# [Your assignment]
Please work out how many lines in the material below contain the string "drum", and answer with that number only.

# [Exercise data]
Segment Open

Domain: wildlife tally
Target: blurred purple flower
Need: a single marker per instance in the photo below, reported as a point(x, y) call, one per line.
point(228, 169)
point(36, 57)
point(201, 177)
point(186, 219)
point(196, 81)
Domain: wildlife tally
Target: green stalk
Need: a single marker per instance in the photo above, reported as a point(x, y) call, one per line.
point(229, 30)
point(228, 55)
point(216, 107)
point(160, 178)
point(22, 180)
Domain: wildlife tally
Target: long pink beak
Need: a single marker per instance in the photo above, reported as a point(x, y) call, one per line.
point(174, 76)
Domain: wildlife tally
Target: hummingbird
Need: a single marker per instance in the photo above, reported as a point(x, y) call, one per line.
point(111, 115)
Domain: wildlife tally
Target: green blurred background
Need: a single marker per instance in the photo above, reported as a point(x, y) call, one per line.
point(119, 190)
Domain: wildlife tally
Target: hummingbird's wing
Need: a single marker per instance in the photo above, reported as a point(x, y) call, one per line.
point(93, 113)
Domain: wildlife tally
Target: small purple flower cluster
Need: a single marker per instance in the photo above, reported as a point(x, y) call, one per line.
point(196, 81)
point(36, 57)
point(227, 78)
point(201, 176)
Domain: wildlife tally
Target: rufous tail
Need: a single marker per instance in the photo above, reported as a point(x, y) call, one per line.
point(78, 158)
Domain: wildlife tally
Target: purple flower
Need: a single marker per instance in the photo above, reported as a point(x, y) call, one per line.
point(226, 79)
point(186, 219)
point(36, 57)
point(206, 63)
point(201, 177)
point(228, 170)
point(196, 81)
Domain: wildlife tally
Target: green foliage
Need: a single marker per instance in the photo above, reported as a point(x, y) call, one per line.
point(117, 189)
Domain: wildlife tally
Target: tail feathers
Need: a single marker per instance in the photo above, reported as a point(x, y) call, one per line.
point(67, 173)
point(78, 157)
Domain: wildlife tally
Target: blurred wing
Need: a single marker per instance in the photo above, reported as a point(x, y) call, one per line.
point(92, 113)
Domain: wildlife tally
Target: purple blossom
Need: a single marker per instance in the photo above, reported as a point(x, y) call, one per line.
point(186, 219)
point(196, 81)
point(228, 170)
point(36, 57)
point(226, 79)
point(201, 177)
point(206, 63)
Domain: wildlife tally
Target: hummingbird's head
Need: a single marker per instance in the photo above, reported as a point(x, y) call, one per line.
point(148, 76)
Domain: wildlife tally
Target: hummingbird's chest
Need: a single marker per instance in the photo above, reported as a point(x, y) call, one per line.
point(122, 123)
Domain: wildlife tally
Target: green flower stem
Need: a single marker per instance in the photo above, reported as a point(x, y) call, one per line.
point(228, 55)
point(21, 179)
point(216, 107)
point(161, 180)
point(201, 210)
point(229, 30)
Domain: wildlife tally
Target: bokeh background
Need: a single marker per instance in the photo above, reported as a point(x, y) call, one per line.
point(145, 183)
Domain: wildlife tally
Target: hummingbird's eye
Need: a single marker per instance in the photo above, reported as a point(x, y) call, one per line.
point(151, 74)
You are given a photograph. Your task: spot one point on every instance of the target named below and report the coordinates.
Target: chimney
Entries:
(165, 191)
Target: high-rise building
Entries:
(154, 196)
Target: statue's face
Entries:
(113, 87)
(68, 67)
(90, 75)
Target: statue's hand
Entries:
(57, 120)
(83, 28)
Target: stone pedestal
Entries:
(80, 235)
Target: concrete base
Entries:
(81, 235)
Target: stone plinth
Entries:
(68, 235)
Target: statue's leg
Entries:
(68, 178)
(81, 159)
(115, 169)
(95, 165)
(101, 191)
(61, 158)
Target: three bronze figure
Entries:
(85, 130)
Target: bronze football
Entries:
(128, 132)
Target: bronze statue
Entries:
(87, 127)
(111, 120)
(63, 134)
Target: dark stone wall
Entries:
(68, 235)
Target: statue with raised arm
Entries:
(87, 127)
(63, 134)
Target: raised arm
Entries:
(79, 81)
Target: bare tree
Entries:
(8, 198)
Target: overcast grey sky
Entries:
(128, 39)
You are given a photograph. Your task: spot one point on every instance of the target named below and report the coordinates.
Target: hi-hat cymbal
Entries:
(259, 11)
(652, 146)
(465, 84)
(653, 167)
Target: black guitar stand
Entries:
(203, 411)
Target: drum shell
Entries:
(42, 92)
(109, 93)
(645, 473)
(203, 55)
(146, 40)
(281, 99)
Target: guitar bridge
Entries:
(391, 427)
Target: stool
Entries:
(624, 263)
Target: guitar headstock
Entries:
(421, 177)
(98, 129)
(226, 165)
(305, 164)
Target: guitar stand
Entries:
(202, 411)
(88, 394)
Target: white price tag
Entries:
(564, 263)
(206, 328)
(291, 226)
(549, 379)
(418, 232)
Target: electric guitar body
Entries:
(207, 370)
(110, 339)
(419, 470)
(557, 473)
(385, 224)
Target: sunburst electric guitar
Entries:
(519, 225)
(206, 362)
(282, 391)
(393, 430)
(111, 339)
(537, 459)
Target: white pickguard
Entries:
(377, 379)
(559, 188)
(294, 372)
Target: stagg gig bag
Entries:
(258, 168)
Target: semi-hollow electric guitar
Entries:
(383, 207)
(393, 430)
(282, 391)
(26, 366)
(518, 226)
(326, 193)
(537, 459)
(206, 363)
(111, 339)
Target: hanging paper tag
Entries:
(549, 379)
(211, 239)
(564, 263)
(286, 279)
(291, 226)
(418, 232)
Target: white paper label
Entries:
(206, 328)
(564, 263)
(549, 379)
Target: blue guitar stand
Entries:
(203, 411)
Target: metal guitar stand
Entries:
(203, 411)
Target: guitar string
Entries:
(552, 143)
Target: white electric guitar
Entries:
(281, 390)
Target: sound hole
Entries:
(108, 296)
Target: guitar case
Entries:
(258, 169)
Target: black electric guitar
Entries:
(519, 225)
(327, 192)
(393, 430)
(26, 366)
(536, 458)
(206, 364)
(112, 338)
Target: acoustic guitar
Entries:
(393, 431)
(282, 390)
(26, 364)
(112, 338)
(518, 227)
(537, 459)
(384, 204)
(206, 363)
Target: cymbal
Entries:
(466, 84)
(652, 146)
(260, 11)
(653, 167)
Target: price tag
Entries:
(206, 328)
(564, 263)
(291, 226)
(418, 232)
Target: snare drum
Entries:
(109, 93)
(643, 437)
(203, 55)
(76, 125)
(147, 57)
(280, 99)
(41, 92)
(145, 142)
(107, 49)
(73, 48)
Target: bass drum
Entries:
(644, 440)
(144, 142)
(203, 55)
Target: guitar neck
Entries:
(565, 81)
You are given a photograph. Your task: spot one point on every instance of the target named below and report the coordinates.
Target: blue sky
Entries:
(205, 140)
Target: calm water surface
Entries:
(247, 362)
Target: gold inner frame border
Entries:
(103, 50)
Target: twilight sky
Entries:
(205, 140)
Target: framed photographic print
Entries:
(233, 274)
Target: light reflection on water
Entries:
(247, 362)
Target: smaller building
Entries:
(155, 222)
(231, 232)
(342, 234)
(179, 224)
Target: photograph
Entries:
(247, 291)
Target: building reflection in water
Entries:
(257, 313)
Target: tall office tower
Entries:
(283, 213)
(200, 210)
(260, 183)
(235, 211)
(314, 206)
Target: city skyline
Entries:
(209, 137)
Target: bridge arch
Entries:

Segment Closed

# [Finished task]
3